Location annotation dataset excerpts
• • •

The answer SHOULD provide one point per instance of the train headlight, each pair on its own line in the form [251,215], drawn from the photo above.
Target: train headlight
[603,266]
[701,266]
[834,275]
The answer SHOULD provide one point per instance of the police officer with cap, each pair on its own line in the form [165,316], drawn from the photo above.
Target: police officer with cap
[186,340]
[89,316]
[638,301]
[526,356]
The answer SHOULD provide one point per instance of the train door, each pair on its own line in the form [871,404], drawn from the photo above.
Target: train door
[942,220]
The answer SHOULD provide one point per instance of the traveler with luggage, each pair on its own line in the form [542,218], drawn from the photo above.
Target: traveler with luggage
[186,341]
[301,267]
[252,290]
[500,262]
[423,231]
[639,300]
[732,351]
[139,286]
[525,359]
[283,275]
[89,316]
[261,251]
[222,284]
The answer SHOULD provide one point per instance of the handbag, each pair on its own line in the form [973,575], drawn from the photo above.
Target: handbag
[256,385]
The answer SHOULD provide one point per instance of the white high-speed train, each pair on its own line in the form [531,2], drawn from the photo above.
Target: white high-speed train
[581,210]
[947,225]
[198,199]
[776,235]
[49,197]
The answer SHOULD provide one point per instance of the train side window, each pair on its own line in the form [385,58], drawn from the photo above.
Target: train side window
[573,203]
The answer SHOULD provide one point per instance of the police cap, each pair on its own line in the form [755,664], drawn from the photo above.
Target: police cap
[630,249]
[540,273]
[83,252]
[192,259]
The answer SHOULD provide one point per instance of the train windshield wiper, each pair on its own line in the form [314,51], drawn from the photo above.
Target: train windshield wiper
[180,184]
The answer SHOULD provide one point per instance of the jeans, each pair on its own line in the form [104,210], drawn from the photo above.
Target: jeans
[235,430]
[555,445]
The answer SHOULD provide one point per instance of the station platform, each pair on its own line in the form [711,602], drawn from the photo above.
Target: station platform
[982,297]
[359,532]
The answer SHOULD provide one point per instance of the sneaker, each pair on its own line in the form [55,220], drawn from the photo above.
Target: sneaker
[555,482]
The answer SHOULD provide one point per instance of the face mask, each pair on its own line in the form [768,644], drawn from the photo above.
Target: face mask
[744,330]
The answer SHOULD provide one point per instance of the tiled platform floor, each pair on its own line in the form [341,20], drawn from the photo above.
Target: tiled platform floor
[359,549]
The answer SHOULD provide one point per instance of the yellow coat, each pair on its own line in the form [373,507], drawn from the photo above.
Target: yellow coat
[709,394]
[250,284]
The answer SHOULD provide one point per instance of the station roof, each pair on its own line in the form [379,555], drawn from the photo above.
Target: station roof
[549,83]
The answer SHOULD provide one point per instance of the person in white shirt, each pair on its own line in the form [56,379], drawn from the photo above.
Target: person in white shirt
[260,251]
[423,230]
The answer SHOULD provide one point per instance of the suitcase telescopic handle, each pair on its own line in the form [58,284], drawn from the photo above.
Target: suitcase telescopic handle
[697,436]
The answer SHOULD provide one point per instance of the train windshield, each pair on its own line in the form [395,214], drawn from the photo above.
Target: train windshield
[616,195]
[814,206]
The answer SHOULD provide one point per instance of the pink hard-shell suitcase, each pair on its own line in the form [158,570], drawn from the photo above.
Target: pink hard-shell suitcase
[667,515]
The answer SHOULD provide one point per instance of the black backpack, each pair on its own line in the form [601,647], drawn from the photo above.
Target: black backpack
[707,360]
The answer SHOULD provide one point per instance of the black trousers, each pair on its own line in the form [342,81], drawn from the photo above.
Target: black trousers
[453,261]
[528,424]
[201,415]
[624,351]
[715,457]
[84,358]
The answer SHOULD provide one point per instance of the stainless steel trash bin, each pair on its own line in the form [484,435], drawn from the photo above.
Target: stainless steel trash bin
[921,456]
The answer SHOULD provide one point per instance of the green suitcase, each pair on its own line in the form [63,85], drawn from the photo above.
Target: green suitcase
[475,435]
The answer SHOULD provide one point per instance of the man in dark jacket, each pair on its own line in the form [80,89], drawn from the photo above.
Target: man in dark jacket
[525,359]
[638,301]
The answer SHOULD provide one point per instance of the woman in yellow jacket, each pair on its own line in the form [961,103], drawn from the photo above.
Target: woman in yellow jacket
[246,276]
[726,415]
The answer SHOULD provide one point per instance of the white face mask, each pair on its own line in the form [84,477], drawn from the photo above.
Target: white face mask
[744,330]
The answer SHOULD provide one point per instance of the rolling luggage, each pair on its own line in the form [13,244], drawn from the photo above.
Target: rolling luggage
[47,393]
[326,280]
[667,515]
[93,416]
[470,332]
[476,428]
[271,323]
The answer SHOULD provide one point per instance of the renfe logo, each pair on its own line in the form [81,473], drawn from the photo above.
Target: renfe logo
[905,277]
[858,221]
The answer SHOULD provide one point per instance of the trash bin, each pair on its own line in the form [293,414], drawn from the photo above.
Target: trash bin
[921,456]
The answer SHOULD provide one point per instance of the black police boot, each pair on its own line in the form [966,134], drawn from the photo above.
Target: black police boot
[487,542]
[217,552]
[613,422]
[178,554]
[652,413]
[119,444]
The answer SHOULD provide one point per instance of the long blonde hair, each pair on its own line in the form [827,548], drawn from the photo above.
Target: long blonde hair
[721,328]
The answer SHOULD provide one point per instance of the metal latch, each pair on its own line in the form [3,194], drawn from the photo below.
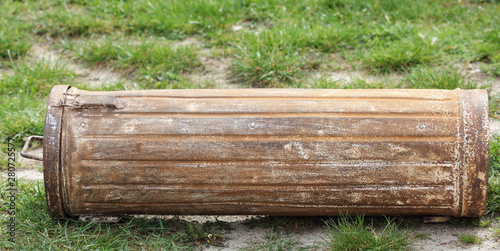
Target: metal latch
[90,101]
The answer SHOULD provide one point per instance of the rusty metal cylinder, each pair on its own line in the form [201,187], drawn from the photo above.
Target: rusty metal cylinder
[266,152]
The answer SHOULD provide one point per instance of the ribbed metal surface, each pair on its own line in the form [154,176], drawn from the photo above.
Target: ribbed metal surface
[275,152]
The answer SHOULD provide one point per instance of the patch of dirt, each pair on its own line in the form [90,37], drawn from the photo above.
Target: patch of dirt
[91,77]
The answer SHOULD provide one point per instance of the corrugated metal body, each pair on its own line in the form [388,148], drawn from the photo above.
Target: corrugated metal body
[269,151]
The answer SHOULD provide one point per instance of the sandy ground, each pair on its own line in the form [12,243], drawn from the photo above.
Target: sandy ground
[442,236]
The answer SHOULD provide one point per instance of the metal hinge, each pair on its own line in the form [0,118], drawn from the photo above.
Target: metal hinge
[78,101]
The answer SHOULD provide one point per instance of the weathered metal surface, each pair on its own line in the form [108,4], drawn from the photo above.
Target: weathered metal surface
[267,151]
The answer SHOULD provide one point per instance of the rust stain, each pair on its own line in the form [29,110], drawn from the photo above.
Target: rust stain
[262,151]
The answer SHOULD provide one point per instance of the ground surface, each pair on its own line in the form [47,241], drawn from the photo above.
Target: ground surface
[121,45]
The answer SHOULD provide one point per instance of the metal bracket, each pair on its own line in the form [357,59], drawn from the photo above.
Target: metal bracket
[79,101]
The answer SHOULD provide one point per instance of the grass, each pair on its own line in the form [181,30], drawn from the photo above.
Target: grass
[151,61]
[352,233]
[399,56]
[24,94]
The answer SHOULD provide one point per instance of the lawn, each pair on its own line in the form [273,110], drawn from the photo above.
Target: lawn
[117,45]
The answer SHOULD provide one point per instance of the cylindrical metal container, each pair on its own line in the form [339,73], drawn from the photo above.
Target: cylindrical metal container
[266,152]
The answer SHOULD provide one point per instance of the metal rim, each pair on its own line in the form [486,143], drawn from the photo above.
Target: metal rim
[52,152]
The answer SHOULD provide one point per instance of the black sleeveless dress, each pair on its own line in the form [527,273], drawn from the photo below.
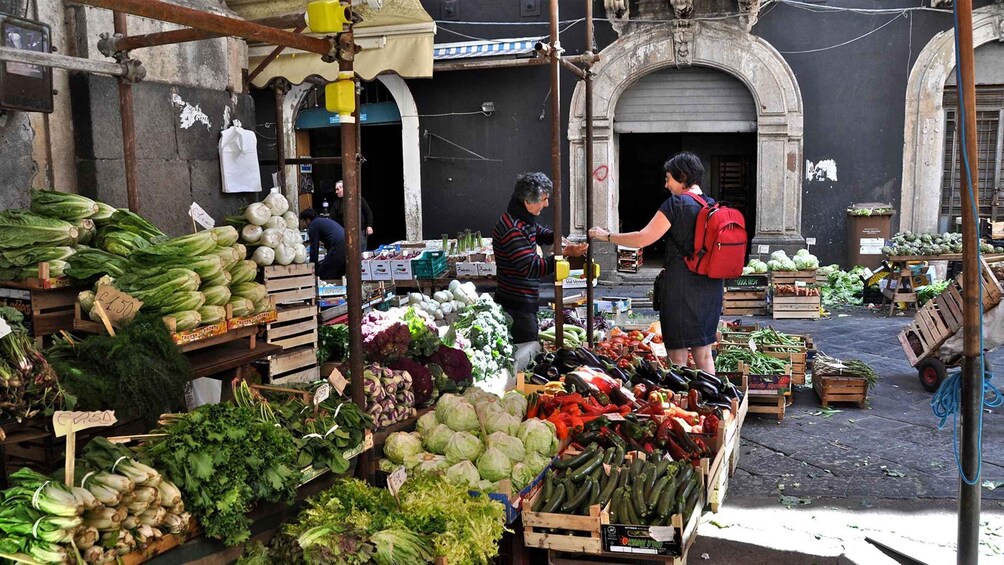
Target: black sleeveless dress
[691,303]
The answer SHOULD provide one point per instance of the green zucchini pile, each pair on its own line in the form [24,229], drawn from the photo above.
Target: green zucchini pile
[633,490]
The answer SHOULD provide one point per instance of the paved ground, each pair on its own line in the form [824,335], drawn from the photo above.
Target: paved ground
[812,488]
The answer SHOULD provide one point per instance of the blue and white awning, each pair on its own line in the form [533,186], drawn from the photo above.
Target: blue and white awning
[485,48]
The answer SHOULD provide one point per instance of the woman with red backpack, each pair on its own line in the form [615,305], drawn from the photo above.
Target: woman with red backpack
[689,304]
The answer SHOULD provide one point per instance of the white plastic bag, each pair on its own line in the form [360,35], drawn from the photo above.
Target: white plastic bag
[239,160]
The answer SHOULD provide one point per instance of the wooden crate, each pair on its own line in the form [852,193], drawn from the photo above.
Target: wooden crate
[295,365]
[46,311]
[294,325]
[793,277]
[840,389]
[795,307]
[745,303]
[768,404]
[291,284]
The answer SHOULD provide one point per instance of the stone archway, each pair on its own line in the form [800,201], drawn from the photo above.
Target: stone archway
[718,45]
[924,130]
[409,138]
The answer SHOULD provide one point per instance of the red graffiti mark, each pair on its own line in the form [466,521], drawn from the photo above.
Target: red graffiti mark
[600,173]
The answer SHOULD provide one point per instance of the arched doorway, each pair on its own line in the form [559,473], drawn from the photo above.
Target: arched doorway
[924,147]
[716,45]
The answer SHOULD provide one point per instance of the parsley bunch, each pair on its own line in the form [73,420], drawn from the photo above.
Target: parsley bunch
[224,460]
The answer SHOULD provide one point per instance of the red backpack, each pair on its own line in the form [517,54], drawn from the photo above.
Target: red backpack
[719,241]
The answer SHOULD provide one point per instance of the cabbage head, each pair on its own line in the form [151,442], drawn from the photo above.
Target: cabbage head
[501,421]
[512,447]
[536,462]
[461,416]
[427,424]
[437,441]
[537,437]
[515,404]
[494,466]
[426,462]
[522,476]
[464,474]
[463,447]
[400,445]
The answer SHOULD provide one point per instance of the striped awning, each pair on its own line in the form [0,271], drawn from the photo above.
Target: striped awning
[485,48]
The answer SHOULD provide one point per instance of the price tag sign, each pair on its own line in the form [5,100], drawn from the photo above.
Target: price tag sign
[396,480]
[336,379]
[65,421]
[117,305]
[323,391]
[201,217]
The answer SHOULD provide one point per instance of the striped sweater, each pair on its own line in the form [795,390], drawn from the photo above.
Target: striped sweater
[520,268]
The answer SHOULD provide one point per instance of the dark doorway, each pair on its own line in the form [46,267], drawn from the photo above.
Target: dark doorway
[730,173]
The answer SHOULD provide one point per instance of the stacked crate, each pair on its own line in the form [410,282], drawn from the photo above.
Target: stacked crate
[294,288]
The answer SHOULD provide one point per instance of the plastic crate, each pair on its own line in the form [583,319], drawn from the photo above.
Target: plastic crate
[430,265]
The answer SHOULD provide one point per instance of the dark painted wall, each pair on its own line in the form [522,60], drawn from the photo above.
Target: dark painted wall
[853,99]
[176,165]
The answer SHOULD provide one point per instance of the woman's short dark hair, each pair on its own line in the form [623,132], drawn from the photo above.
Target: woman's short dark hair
[686,168]
[532,188]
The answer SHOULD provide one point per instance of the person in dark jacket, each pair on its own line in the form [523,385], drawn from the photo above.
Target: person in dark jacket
[520,267]
[330,233]
[338,213]
[691,303]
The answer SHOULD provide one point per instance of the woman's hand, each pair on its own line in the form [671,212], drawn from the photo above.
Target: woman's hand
[599,234]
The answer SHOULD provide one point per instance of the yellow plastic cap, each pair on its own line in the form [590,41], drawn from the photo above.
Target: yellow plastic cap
[326,16]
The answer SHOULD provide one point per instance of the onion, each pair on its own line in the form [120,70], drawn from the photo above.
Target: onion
[263,256]
[271,237]
[275,222]
[276,203]
[257,213]
[251,233]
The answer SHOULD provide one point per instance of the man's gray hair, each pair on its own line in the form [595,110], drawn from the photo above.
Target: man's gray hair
[532,188]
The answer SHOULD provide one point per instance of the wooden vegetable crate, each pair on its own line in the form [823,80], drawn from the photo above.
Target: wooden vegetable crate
[840,389]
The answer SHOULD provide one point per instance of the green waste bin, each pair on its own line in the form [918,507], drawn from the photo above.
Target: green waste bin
[868,226]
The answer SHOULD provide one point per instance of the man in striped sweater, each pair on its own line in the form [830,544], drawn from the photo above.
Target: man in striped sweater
[520,267]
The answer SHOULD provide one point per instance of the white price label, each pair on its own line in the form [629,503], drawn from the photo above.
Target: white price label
[201,216]
[336,379]
[323,391]
[396,480]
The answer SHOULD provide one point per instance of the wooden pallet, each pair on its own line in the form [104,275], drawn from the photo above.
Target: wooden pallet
[745,302]
[294,325]
[46,311]
[795,307]
[840,389]
[295,365]
[768,404]
[291,284]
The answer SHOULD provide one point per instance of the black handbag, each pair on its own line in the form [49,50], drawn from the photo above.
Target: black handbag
[657,291]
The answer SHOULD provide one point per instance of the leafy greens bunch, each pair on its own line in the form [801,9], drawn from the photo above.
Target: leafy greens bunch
[224,459]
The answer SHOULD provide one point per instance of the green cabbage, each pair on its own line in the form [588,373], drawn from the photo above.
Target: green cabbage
[401,445]
[493,465]
[463,447]
[510,446]
[437,441]
[463,474]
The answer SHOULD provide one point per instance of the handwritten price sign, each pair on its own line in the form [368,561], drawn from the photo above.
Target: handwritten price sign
[117,305]
[65,421]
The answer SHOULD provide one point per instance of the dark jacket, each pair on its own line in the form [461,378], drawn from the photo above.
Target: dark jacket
[520,268]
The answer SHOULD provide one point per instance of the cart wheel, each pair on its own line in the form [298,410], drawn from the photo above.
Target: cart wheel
[931,372]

• • •

Short task: Copy the listing above without changes, starting at the line that contains "The answer SHOULD provide one point per instance of the cart" and continuing through the last line of the listing.

Solution to this problem:
The answer SHOULD provide one point per instance of the cart wheel, each pair on its own line in the form [298,410], drawn from the photo above.
Target: cart wheel
[931,372]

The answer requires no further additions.